TASK OBJECTIVE => Reproduce the data below word for word, all of it, but leave out the pictures.

DATA LINES =>
--

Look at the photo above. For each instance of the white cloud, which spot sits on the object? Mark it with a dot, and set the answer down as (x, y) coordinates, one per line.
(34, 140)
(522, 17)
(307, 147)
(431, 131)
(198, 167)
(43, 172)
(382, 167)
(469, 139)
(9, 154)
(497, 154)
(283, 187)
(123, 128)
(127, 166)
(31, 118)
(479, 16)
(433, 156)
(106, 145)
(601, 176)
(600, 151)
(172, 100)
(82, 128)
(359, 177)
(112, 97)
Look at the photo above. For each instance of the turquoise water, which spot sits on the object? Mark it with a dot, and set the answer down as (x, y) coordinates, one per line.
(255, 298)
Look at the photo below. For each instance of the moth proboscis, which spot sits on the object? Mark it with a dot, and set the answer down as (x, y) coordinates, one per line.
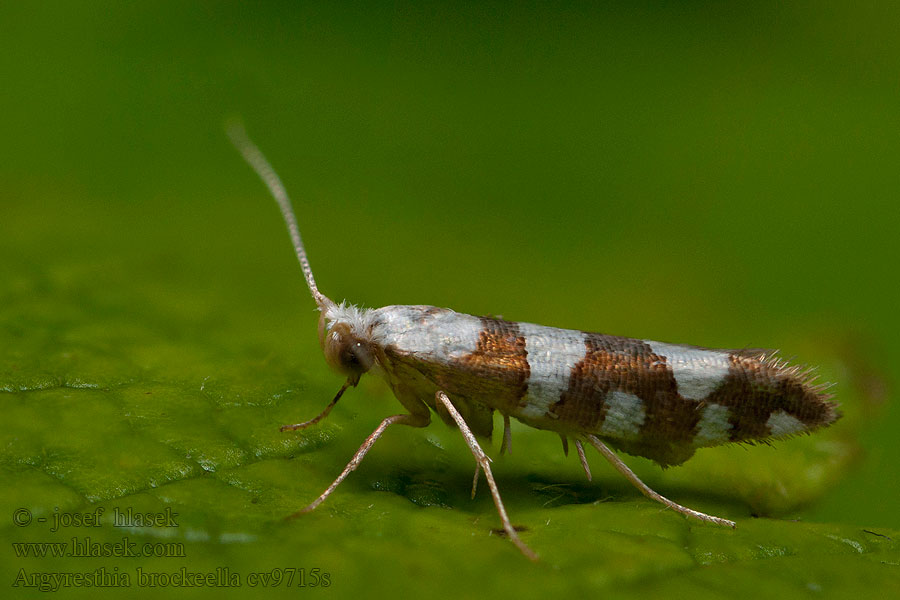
(652, 399)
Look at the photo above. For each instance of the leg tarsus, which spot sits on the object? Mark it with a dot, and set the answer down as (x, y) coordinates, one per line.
(630, 476)
(484, 464)
(583, 459)
(506, 444)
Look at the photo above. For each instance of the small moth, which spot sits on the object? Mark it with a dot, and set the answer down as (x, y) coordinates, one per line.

--

EXERCISE RESULT =>
Look at the photo above. For each instance of the white cloud, which spot sits on the object? Mark it with a dot, and set the answer down as (x, y) coordinates, one per line.
(34, 140)
(522, 17)
(307, 147)
(431, 131)
(198, 167)
(43, 172)
(382, 167)
(469, 139)
(9, 154)
(497, 154)
(283, 187)
(123, 128)
(127, 166)
(31, 118)
(479, 16)
(433, 156)
(106, 145)
(601, 176)
(600, 151)
(172, 100)
(82, 128)
(359, 177)
(112, 97)
Look at the photo above. For each instance of the turquoise water, which spot sits on the object? Mark it with a dot, and set the answer down as (x, y) coordinates, one per line.
(255, 298)
Look at the photo below. For each instance of the moth proboscis, which spot sits on the object? Mark it with a dot, and set the answer down as (x, y) coordinates, one per line.
(652, 399)
Look at the photo above. For each instance of the leg tarsus, which spot sits on the object? Mark it with a dot, and set the answer down as (x, y) coordinates, one per line.
(630, 476)
(484, 464)
(583, 459)
(506, 444)
Look at the photo above. For each instance of the small moth, which spot sits on the object? Mark it with a dot, and set the answer down as (x, y) coordinates, one per line.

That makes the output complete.